Entri set data:
· · · · ·

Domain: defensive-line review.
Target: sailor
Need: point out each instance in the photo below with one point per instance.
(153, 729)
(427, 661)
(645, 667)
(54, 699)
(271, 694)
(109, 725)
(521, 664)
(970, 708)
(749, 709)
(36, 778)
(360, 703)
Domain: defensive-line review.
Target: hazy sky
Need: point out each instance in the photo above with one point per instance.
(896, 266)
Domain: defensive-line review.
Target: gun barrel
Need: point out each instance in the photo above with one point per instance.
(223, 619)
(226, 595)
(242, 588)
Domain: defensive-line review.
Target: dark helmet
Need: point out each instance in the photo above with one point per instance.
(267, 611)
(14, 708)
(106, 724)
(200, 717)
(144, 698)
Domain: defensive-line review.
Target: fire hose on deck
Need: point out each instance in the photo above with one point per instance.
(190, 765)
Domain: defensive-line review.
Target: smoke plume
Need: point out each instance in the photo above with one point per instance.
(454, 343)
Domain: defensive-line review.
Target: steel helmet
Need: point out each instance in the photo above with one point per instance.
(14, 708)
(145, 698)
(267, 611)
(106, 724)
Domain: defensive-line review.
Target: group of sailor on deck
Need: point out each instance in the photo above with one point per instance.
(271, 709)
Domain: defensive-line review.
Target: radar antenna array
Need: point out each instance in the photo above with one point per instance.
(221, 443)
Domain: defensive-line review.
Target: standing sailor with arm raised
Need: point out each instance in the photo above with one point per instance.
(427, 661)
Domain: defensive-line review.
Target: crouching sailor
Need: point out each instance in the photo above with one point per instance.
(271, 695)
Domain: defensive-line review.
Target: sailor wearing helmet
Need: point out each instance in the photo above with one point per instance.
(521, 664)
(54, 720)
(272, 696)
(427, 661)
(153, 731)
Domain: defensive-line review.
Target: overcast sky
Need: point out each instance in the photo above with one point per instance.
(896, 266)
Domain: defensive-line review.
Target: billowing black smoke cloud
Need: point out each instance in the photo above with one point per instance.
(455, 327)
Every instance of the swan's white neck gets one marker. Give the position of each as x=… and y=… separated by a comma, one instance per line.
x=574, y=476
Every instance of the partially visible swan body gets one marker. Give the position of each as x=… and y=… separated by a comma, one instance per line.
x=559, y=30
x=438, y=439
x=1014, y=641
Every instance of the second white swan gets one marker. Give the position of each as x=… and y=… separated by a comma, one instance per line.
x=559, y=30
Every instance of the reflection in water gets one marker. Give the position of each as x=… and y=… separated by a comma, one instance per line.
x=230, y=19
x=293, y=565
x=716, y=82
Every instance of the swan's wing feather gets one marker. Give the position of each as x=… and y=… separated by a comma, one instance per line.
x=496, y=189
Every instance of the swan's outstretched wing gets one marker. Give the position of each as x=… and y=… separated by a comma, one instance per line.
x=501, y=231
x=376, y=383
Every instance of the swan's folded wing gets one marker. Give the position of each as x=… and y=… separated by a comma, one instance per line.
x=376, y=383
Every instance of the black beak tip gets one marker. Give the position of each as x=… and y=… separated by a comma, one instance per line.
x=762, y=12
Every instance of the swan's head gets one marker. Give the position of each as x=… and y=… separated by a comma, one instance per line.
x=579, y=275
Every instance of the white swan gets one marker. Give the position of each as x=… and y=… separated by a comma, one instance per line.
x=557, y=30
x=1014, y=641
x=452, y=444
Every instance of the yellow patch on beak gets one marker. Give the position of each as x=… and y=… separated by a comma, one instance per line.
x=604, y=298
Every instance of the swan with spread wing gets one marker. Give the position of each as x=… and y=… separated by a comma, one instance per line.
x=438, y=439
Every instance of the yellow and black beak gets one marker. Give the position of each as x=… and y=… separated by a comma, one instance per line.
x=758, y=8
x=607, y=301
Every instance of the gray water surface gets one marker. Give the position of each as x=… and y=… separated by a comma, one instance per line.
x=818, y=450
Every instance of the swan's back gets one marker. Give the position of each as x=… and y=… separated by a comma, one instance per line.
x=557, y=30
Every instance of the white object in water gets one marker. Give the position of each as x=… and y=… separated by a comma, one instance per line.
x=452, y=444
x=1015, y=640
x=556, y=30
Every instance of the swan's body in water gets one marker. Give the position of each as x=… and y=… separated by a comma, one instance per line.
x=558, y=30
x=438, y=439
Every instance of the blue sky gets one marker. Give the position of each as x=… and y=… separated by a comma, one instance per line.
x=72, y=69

· · · · ·

§ Tugas Dikerjakan
Ekstrak seluruh baris di atas, lalu tulis ulang tanpa mengubah apa pun.

§ Hasil Latihan
Domain: defensive-line review.
Target: sailor
Need: point out each instance in the photo below with one point per instance.
(153, 729)
(427, 661)
(645, 667)
(54, 699)
(271, 694)
(109, 725)
(521, 664)
(970, 708)
(749, 709)
(36, 778)
(360, 703)
Domain: defensive-line review.
Target: hazy sky
Need: point out each instance in the photo above with one point per instance.
(896, 266)
Domain: defensive-line review.
Target: gun barrel
Need: point out each instance in the photo above with one point per instance.
(223, 619)
(226, 595)
(242, 588)
Domain: defensive-line review.
Target: dark helmet
Need: point out each instance in the photo above with one point per instance.
(267, 611)
(14, 708)
(106, 724)
(200, 717)
(144, 698)
Domain: defensive-line review.
Target: fire hose on deck
Need: point out each instance in the photo above with one point per instance.
(190, 765)
Domain: defensive-line review.
Target: smoke plume
Need: point out each instance in the photo above with one point per instance.
(454, 343)
Domain: defensive-line review.
Target: steel helmet
Need: point out each instance in the photo above with one point per instance.
(14, 708)
(145, 698)
(267, 611)
(106, 724)
Domain: defensive-line review.
Target: group of sailor on deck
Need: point out each instance in the photo above with one point per instance.
(271, 709)
Domain: defensive-line review.
Target: radar antenna array
Need: point out each instance in the photo above with one point per instance.
(221, 443)
Domain: defensive-line review.
Target: standing sailor with arm raised
Need: point out each instance in the photo above with one point per instance.
(427, 661)
Domain: defensive-line review.
Target: crouching sailor
Need: point out each instance in the photo above with one point per instance.
(271, 695)
Domain: defensive-line review.
Target: sailor wearing helmet
Need: point out each instance in the photo above with one point per instance.
(521, 664)
(54, 720)
(272, 696)
(427, 661)
(153, 731)
Domain: defensive-line review.
Target: overcast sky
Need: point out each instance in the photo above with one point per instance.
(896, 266)
Domain: defensive-line review.
Target: billowing black smoke cloud
Need: point out each instance in the photo above with one point per instance.
(455, 327)
Every instance of the swan's white neck gets one marker. Give the position of each as x=… and y=… separated by a comma, one instance per line.
x=574, y=476
Every instance of the partially visible swan body gets one marker. Give the position of each as x=… and y=… separated by a comma, one instance per line.
x=559, y=30
x=438, y=439
x=1014, y=641
Every instance of the second white swan gets one marker. Give the position of each as x=… and y=… separated by a comma, one instance per line.
x=559, y=30
Every instance of the reflection in water gets one marker. Give the position of each as x=… and y=… separated by a comma, one instance per line.
x=230, y=19
x=293, y=565
x=716, y=82
Every instance of the swan's wing feather gets one marker. Give the position of each as x=… and y=… separated by a comma, one instance per line.
x=496, y=189
Every instance of the swan's outstretched wing gets one marker. Give the position of each as x=… and y=… separated by a comma, one instance per line.
x=501, y=231
x=376, y=383
Every instance of the swan's folded wing gets one marker. Give the position of each as x=… and y=… separated by a comma, one instance per line.
x=376, y=383
Every instance of the black beak tip gets one marker. Give the position of each as x=… and y=… separated by a comma, one instance per line.
x=762, y=12
Every instance of the swan's head gets one marker. Give the position of each as x=… and y=… separated by a comma, one instance per line.
x=579, y=275
Every instance of the white swan gets one marker. Give the position of each as x=… and y=… separated by a comma, one instance per line.
x=557, y=30
x=1014, y=641
x=452, y=444
Every instance of the yellow patch on beak gets one marker. Give the position of each as x=… and y=… separated by a comma, one instance per line.
x=604, y=298
Every instance of the swan with spread wing gets one marker. Give the position of each as x=… and y=… separated by a comma, one instance per line.
x=438, y=439
Every instance of the yellow and black beak gets one marker. Give the position of each as x=… and y=… separated by a comma, one instance per line.
x=758, y=8
x=607, y=301
Every instance of the gray water surface gets one marker. Give the position of each as x=… and y=… separated by a comma, one instance per line.
x=818, y=450
Every instance of the swan's back gets one marker. Give the position of each as x=… and y=… separated by a comma, one instance per line.
x=557, y=30
Every instance of the white object in water gets one marker. Give the position of each as x=… and y=… separated by a comma, one instance per line.
x=452, y=444
x=1015, y=640
x=556, y=30
Every instance of the swan's body in water gets one marker. Give the position of each as x=… and y=… separated by a comma, one instance per line.
x=558, y=30
x=438, y=439
Every instance of the blue sky gets one marker. Give the position of each as x=… and y=… separated by a comma, one instance per line.
x=72, y=69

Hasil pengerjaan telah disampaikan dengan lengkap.